Постановка задачи: Извлеките из материала каждую строку, в которой встречается слово «distant».

::: Исходный материал

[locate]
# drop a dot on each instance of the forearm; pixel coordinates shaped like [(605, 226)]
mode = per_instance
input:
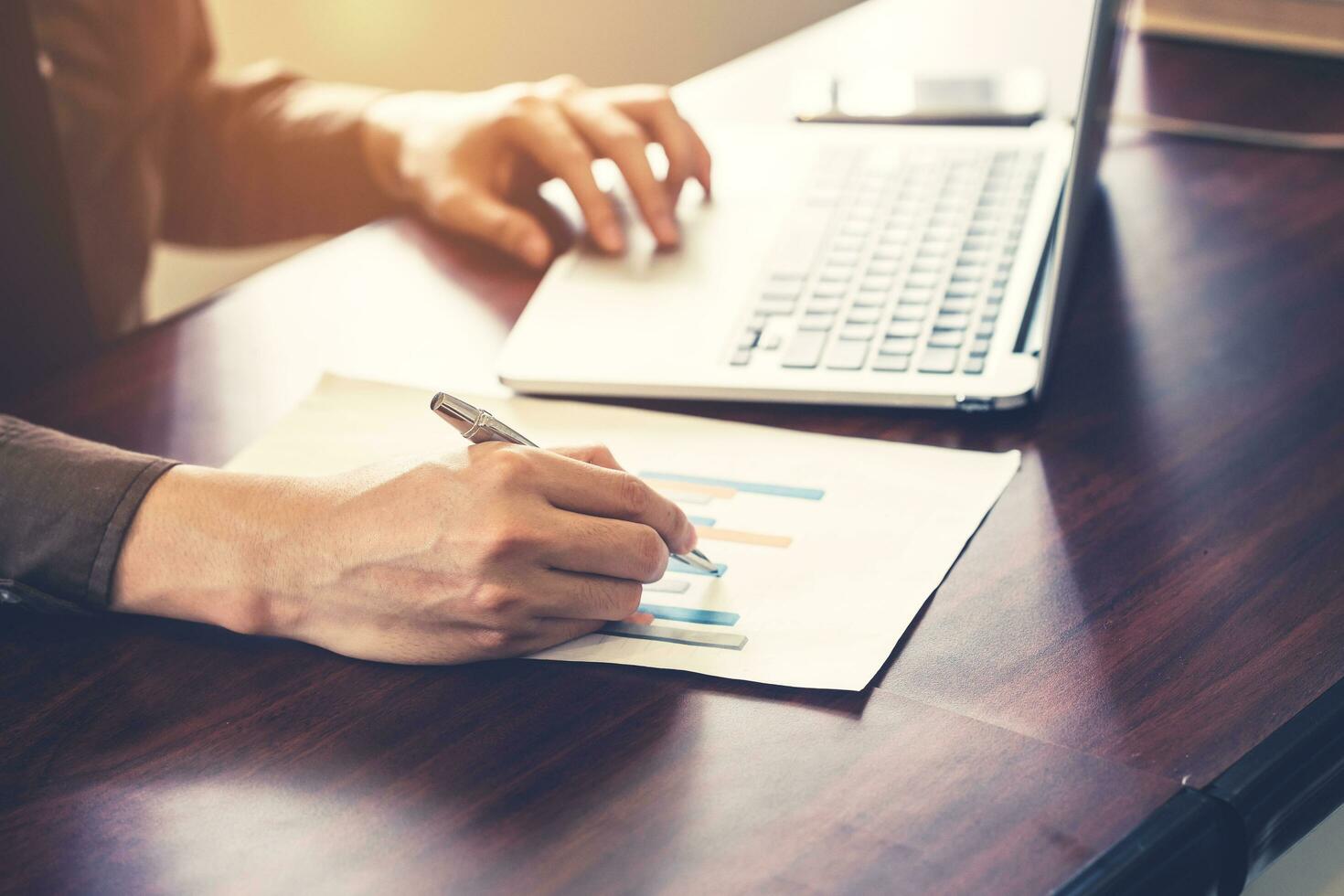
[(269, 156), (206, 547)]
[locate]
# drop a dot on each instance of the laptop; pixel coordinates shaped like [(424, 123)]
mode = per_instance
[(843, 265)]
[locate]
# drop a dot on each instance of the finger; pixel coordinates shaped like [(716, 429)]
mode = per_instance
[(687, 155), (598, 454), (492, 644), (617, 137), (548, 136), (594, 491), (571, 595), (511, 229), (603, 547)]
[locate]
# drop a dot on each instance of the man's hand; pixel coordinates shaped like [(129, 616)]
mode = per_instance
[(468, 160), (489, 551)]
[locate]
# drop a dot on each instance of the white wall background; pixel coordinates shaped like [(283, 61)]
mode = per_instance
[(460, 45)]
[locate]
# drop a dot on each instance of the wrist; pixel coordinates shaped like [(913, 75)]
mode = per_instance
[(202, 549), (382, 129)]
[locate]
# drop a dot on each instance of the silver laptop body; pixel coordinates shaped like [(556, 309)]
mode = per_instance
[(839, 263)]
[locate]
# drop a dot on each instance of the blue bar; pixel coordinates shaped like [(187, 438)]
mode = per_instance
[(687, 614), (677, 566), (755, 488)]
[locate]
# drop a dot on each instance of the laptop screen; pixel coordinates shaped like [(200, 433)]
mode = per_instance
[(1094, 97)]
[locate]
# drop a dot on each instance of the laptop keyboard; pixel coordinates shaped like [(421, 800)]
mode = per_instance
[(894, 265)]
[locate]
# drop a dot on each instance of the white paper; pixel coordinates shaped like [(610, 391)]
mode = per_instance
[(821, 613)]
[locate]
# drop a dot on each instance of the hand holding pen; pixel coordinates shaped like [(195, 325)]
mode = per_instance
[(481, 426)]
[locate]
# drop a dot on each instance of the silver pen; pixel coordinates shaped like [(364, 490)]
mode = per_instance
[(477, 425)]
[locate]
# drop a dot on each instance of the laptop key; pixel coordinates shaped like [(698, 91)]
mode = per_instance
[(858, 332), (891, 363), (898, 346), (847, 357), (775, 306), (938, 360), (805, 348)]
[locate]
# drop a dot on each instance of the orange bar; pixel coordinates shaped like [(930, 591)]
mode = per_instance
[(692, 488), (745, 538)]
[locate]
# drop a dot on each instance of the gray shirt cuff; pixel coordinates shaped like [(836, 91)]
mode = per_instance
[(66, 507)]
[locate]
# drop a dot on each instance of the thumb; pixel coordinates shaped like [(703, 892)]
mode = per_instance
[(508, 229)]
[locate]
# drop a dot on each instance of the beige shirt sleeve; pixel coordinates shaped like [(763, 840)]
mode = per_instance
[(157, 145)]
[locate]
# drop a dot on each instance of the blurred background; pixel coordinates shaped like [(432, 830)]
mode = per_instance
[(466, 46)]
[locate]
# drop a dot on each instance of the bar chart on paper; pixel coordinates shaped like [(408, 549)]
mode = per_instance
[(826, 547), (688, 592)]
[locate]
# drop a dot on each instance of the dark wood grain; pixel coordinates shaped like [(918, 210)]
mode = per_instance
[(1157, 592), (195, 761)]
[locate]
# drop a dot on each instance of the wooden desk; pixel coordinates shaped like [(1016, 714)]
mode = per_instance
[(1131, 672)]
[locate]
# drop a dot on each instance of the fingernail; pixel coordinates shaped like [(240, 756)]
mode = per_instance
[(667, 229), (537, 251)]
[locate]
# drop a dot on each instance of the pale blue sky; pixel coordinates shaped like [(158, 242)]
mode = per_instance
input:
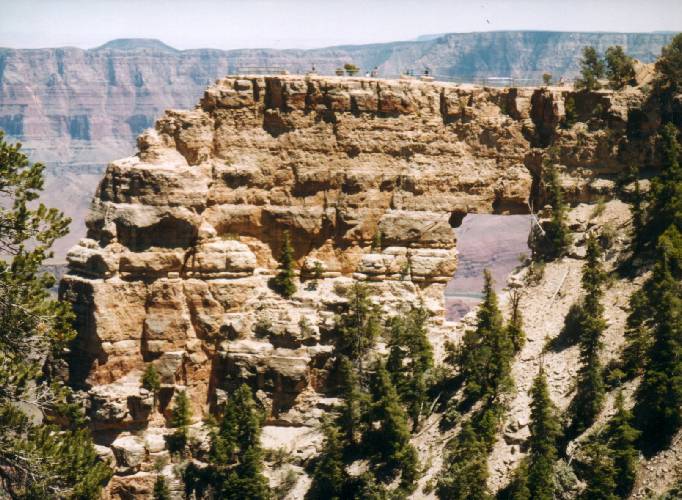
[(229, 24)]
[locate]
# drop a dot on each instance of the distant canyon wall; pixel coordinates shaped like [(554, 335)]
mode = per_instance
[(77, 109)]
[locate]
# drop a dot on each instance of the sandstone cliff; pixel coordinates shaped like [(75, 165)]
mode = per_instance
[(76, 109), (182, 236)]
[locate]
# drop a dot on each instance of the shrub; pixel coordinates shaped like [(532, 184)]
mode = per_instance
[(283, 282), (591, 70), (351, 69), (620, 69)]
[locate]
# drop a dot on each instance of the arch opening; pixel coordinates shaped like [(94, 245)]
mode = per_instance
[(484, 241)]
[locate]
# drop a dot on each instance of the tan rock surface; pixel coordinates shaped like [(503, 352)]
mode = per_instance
[(184, 236)]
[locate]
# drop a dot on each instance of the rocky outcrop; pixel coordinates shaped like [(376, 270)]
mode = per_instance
[(183, 236), (76, 109)]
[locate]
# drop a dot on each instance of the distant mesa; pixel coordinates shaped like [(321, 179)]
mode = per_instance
[(128, 44)]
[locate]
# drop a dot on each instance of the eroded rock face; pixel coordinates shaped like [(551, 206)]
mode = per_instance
[(183, 237)]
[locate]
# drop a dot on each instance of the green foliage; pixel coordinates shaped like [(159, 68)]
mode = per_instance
[(351, 69), (664, 207), (590, 396), (330, 478), (388, 433), (151, 381), (669, 65), (235, 469), (622, 439), (591, 70), (637, 334), (359, 326), (410, 359), (544, 431), (283, 283), (659, 396), (515, 331), (555, 241), (620, 68), (36, 460), (465, 472), (161, 490), (376, 241), (600, 472), (355, 403), (181, 417), (570, 114), (485, 355)]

::::::

Результат задачи:
# drop a dot on each instance of the distant canyon wall; pixel coordinates shaped like [(554, 335)]
# drop a dot on each instance of the distant mesa; pixel coordinates shaped like [(321, 179)]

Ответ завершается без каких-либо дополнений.